#### [What you are asked to do]
Please repeat only the stretch of records running from the first line through the line that contains "Target: blurred background".

#### [Data shown]
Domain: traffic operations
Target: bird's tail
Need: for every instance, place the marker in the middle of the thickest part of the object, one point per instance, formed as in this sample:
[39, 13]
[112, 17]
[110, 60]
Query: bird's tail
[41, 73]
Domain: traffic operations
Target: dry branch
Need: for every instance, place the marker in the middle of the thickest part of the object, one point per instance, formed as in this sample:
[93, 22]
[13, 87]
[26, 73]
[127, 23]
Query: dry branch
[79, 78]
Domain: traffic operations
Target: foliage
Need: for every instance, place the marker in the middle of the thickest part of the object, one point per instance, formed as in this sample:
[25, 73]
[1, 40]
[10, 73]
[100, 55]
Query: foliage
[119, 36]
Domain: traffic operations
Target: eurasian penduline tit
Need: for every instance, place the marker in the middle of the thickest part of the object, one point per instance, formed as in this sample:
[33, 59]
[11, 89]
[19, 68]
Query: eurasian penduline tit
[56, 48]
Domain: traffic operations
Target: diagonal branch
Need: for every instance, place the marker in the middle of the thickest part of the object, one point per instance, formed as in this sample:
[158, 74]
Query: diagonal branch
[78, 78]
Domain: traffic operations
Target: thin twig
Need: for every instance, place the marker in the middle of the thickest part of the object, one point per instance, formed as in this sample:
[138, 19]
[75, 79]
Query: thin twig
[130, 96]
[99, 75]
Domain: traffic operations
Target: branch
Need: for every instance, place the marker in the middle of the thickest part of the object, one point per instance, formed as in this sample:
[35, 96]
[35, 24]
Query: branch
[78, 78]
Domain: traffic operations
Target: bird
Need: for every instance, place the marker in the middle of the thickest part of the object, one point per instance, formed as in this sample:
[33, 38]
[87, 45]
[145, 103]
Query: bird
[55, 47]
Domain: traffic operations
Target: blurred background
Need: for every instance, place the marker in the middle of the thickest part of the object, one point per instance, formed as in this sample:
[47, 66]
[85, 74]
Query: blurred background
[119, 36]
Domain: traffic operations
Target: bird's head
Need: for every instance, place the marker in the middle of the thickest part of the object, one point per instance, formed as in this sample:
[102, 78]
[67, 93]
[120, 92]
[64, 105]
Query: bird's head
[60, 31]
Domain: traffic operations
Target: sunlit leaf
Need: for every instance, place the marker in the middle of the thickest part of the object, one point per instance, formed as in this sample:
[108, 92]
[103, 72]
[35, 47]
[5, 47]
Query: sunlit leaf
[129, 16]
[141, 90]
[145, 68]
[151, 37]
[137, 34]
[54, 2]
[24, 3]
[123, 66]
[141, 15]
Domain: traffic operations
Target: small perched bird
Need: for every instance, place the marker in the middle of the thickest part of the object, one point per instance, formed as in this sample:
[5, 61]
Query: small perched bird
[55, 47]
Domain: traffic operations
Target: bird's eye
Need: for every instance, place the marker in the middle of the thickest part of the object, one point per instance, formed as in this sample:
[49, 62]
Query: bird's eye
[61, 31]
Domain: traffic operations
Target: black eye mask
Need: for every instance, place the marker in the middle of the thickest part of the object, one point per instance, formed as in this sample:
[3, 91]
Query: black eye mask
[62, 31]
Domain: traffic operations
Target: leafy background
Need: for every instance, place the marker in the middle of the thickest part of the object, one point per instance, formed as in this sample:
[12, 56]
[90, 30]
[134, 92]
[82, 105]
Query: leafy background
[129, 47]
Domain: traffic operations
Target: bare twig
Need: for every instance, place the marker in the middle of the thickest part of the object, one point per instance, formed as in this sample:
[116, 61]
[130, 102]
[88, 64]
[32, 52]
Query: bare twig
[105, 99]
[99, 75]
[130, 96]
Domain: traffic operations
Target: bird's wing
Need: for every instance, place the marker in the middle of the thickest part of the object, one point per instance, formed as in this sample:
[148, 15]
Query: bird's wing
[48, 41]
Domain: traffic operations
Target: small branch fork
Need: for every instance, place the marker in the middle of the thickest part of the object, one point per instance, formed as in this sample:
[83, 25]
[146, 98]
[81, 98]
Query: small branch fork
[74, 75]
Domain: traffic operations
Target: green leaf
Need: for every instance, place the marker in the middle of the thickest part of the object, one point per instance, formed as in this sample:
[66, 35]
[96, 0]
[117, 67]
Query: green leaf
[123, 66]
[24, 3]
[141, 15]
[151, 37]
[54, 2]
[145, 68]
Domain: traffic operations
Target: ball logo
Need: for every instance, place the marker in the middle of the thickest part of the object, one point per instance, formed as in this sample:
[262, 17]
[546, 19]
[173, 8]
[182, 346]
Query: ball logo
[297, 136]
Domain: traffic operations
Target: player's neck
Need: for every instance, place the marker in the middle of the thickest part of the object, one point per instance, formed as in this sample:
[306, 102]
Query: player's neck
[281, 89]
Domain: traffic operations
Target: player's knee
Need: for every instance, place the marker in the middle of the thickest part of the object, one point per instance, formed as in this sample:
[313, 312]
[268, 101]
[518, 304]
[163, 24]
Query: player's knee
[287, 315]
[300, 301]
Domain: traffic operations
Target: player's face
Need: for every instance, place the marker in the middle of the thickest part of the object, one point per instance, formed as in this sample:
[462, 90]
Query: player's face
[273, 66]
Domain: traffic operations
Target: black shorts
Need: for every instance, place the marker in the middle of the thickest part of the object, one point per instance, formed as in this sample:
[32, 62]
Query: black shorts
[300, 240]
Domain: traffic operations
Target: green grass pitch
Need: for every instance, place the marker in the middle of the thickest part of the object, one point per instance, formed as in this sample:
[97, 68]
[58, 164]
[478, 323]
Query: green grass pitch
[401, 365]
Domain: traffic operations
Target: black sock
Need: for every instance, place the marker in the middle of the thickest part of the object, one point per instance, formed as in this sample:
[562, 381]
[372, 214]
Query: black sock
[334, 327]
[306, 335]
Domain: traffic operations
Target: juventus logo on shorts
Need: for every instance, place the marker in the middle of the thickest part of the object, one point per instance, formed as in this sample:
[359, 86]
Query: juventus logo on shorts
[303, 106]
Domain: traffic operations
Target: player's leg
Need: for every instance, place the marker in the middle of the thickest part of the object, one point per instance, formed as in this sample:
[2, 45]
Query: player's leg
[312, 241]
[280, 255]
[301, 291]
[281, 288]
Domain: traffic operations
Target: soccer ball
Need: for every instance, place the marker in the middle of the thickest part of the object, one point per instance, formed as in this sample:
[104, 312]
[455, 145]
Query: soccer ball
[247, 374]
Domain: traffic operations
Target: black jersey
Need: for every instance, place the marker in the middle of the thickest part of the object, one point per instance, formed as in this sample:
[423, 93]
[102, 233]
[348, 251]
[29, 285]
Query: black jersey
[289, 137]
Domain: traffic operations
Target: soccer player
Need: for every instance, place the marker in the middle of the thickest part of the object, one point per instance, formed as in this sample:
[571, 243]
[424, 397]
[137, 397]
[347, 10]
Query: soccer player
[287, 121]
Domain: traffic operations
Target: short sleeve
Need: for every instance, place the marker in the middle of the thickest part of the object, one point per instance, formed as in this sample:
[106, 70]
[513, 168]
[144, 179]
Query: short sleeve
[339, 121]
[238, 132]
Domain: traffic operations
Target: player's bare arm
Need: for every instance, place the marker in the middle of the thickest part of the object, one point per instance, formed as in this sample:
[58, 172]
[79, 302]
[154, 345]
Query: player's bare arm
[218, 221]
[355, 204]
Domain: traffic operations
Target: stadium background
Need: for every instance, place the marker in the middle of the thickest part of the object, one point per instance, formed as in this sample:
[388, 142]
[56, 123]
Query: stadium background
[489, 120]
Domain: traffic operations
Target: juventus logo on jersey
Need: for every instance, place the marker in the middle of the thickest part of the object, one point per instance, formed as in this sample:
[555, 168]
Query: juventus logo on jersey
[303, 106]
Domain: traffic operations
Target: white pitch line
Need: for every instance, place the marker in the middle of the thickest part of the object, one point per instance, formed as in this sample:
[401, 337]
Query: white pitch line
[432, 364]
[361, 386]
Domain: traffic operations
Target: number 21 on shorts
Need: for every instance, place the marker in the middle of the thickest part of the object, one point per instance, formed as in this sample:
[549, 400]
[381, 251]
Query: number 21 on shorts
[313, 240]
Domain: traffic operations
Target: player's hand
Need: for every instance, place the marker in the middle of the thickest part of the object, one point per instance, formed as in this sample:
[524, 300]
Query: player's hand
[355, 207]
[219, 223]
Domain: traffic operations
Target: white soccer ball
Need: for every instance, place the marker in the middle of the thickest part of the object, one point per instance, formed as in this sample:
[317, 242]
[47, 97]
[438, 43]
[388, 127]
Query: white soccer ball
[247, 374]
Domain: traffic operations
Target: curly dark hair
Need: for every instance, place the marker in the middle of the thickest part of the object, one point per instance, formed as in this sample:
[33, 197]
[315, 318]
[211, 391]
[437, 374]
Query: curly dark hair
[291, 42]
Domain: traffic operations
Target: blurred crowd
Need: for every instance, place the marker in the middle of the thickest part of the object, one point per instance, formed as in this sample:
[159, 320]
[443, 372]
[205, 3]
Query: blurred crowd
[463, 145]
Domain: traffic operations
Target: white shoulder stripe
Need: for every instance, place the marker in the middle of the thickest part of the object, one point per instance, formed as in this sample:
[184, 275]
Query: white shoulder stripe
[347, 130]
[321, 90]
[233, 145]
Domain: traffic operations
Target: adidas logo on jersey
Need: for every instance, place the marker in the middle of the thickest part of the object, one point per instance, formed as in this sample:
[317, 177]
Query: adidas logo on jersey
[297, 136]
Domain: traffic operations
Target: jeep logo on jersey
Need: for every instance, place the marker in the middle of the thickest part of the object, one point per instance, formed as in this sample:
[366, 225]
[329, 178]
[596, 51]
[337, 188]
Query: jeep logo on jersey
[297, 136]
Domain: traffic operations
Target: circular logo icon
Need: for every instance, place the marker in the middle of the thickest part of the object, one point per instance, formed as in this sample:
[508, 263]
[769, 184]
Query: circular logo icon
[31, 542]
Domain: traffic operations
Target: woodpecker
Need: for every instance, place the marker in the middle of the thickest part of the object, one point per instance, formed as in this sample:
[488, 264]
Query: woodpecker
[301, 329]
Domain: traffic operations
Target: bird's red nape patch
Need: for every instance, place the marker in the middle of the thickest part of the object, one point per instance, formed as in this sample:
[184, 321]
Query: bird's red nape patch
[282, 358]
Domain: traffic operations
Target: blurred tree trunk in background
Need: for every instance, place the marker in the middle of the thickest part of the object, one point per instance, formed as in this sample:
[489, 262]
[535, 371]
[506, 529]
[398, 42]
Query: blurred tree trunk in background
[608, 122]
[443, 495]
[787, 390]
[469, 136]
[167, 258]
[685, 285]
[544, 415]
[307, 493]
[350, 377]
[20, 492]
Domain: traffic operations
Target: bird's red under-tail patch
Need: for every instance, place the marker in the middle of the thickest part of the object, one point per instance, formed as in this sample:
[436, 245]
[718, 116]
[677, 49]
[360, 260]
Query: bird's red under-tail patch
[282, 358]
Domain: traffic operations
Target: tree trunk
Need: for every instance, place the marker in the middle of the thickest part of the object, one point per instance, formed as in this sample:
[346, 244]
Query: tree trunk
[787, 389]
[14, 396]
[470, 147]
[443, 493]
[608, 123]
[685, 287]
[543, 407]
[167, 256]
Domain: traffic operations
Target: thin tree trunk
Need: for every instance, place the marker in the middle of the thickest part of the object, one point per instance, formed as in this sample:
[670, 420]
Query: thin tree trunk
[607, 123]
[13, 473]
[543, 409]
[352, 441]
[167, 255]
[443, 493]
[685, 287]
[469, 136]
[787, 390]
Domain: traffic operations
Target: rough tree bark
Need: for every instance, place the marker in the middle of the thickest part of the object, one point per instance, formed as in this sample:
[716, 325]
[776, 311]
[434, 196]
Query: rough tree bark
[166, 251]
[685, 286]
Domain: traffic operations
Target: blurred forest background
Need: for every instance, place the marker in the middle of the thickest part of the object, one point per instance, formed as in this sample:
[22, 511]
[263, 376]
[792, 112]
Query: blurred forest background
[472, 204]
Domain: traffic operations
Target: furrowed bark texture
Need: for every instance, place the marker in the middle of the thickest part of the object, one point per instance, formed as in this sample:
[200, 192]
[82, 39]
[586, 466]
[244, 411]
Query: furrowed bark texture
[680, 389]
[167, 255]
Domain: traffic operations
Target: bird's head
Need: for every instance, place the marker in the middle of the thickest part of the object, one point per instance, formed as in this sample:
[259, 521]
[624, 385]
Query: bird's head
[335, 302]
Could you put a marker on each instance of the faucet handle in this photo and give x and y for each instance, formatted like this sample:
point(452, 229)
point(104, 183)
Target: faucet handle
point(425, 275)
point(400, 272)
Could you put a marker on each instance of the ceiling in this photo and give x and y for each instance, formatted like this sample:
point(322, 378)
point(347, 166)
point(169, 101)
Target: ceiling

#### [Your response]
Domain: traffic operations
Target: bird's tail
Need: for every instance, place the marker in the middle of the thickest part of the object, one point per instance, formed as in this sample:
[39, 13]
[112, 17]
[110, 60]
Query: bird's tail
[41, 73]
Domain: traffic operations
Target: dry branch
Need: for every instance, place the marker in the middle of the thickest part of the object, one point per instance, formed as in this sample:
[93, 22]
[13, 87]
[26, 73]
[127, 23]
Query: dry branch
[79, 78]
Domain: traffic operations
Target: foliage
Need: for every instance, place the marker in the middle of the thickest part of the object, one point per instance, formed as in this sample:
[25, 73]
[1, 40]
[10, 73]
[100, 55]
Query: foliage
[119, 36]
Domain: traffic operations
Target: eurasian penduline tit
Need: for every instance, place the marker in the middle of the thickest part of the object, one point per instance, formed as in this sample:
[33, 59]
[11, 89]
[19, 68]
Query: eurasian penduline tit
[56, 48]
Domain: traffic operations
Target: diagonal branch
Need: for every instance, place the marker in the middle of the thickest part of the object, one point per instance, formed as in this sample:
[158, 74]
Query: diagonal branch
[78, 78]
Domain: traffic operations
Target: thin twig
Need: for every instance, place the marker in the middle of the thickest part of the object, one point per instance, formed as in this sample:
[138, 19]
[75, 79]
Query: thin twig
[130, 96]
[99, 75]
Domain: traffic operations
Target: branch
Need: for every instance, place the marker in the middle of the thickest part of the object, one point per instance, formed as in this sample:
[35, 96]
[35, 24]
Query: branch
[78, 78]
Domain: traffic operations
Target: bird
Need: for every instance, place the marker in the middle of the thickest part of the object, one point per instance, formed as in this sample:
[33, 38]
[87, 45]
[145, 103]
Query: bird
[55, 47]
Domain: traffic operations
Target: blurred background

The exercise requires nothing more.